(Text excerpt begins)
Medically reviewed by GP Gareth James MBBS, DFFP, DRCOG, MRCGP on December 2, 2023. To give you technically accurate, evidence-based information, content published on the Check My Body Health blog is reviewed by credentialed professionals with expertise in medical and bioscience fields.

Long-term exposure to mercury can harm your nervous system, leading to:

  • Numbness or pain in parts of your body
  • Shaking or tremors you can’t control
  • Difficulty walking
  • Vision problems like blindness or double vision
  • Memory loss
  • In severe cases, seizures and even death are possible

Mercury poisoning, also known as mercury toxicity, is a fairly rare event that can occur when a person is exposed to high levels of mercury. The symptoms of mercury poisoning can vary depending on the form of mercury, the route of exposure, and the individual’s overall health, but some common symptoms include:

  • Numbness or tingling in the hands, feet, or around the mouth
  • Mood swings, irritability, and nervousness
  • Insomnia, fatigue, and weakness
  • Headaches, tremors, and difficulty with coordination and balance
  • Abdominal pain, diarrhoea, and constipation
  • Memory problems and difficulty concentrating
  • Kidney damage and increased risk of kidney disease
  • Vision and hearing loss

It’s important to seek medical attention if you suspect you have been exposed to high levels of mercury and are experiencing symptoms. Early diagnosis and treatment can help prevent more serious health problems.

Should I have traces of mercury in my body

Yes, it is normal for trace amounts of mercury to be present in the human body. Mercury is a naturally occurring element and can be found in the environment in various forms, such as in water, soil, and air. It can also enter the body through food, such as fish and shellfish, which can contain low levels of mercury.

However, exposure to high levels of mercury can cause mercury poisoning, also known as mercury toxicity, which can result in serious health problems.

It’s important to minimise exposure to mercury, especially if you are an infant or child, have kidney disease, pregnant or planning to become pregnant (as high levels of mercury can harm the developing foetus).

An individual can be exposed to high levels of mercury in situations such as:

Inhalation: Inhaling mercury vapours from broken old style mercury thermometers (now banned in the UK), or certain broken fluorescent and low-energy lamps, dental fillings, or industrial processes can cause mercury poisoning.

Consumption: Eating fish and shellfish that contain high levels of mercury can lead to mercury poisoning. Some larger types of fish, such as shark, swordfish, king mackerel, and tilefish, contain higher levels of mercury than others. It will also depend on where these fish have originated as the levels of mercury in the sea are different around the world.

Skin contact: Skin contact with mercury can occur from broken old style mercury thermometers (now banned in the UK), broken fluorescent and low-energy lamps.

Skin exposure may also occur with contact to elemental mercury in certain industrial processes.

Medical and dental products: Certain medical and dental products, such as some ointments and creams, can contain mercury and can result in mercury poisoning if absorbed through the skin.

If you suspect you have been exposed to high levels of mercury, it’s important to seek medical attention. 

They may recommend a blood or urine test to measure the levels of mercury in your body. If the levels are found to be high, they can recommend appropriate treatment to reduce your exposure and minimise any potential health effects. Early diagnosis and treatment can help prevent more serious health problems.
(Text excerpt ends)
#### Tasks for this exercise:
A - In the text on mercury poisoning, which larger types of fish are named as containing higher levels of mercury than others?
B - Output the mercury poisoning text word for word, everything from "However, exposure to" down to "the developing foetus).".
C - Write the next part of the text on mercury poisoning, continuing after its last sentence.
(Provided data begins)
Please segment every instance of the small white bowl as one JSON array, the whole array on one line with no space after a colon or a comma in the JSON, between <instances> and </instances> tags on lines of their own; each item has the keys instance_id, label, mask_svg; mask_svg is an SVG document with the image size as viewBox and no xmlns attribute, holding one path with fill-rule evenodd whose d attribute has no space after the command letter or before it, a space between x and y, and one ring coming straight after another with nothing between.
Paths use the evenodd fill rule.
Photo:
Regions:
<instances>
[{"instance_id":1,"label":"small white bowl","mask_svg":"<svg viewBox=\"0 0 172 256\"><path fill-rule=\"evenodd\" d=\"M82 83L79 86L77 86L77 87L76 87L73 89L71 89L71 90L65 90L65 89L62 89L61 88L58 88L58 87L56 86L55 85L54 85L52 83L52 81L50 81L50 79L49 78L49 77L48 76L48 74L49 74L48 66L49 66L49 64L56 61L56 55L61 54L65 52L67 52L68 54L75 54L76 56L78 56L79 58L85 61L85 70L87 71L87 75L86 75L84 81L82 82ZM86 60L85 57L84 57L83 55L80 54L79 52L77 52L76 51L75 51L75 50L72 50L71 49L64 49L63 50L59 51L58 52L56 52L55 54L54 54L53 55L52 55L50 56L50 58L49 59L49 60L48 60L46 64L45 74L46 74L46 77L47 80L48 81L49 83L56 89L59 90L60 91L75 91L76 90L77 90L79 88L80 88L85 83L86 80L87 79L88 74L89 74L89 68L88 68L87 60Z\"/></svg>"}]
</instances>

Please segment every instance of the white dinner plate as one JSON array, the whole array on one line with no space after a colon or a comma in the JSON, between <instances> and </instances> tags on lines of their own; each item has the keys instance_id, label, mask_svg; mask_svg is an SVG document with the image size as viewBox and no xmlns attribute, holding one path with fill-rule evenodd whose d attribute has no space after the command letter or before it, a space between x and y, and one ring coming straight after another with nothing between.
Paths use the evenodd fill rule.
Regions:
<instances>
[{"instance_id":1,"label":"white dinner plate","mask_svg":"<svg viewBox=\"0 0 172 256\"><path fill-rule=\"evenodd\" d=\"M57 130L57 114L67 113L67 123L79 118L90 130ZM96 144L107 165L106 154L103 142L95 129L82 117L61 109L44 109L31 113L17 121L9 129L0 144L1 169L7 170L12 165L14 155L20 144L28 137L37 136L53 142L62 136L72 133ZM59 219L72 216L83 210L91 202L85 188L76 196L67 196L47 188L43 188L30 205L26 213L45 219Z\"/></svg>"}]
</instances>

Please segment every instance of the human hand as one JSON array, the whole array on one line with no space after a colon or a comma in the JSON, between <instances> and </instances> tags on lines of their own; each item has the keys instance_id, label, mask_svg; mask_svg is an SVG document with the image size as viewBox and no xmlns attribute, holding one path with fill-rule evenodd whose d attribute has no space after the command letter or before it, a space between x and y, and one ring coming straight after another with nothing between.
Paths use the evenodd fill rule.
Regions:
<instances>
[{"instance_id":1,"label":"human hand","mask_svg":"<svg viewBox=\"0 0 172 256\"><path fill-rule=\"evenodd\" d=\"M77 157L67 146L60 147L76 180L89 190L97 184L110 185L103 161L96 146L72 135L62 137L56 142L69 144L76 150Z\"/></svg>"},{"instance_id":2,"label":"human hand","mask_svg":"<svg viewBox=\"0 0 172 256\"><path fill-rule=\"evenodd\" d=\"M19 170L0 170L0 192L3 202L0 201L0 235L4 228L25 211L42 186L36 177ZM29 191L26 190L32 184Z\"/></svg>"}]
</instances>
(Provided data ends)
#### Results of the exercise:
A - Shark, swordfish, king mackerel, and tilefish.

B -
However, exposure to high levels of mercury can cause mercury poisoning, also known as mercury toxicity, which can result in serious health problems.

It’s important to minimise exposure to mercury, especially if you are an infant or child, have kidney disease, pregnant or planning to become pregnant (as high levels of mercury can harm the developing foetus).

C -
Diagnosing mercury poisoning

Toxicity symptoms can take weeks or months to appear. A chemical spill with elemental mercury or inorganic mercury might though give you symptoms more rapidly. The following tests may be used to diagnose mercury poisoning:

Blood test: A blood test can measure the level of mercury in the blood. This test is usually done to diagnose acute mercury poisoning.

Urine test: A urine test can measure the amount of mercury in the urine and can be used to diagnose both acute and chronic mercury poisoning.

Hair test: A hair test can measure the amount of mercury that has accumulated in the hair over time and can be used to diagnose chronic mercury poisoning.

Skin test: A skin test can measure the level of mercury in the skin and can be used to diagnose mercury poisoning from skin contact.

Your healthcare provider may also perform a physical examination and ask about your symptoms and any known exposure to mercury. They may also consider other possible causes of your symptoms and perform additional tests to rule out other conditions.

How do you Treat mercury poisoning?

Treatment for mercury poisoning depends on the type, amount, and duration of exposure, as well as the individual’s age, health status, and symptoms. Here are some common treatments:

Chelation therapy: This involves the administration of chelating agents that bind to mercury and help remove it from the body.

Supportive care: This may include measures to manage symptoms, such as respiratory support, hydration, and pain management.

Elimination of source: If possible, the source of the mercury exposure should be removed to prevent further harm.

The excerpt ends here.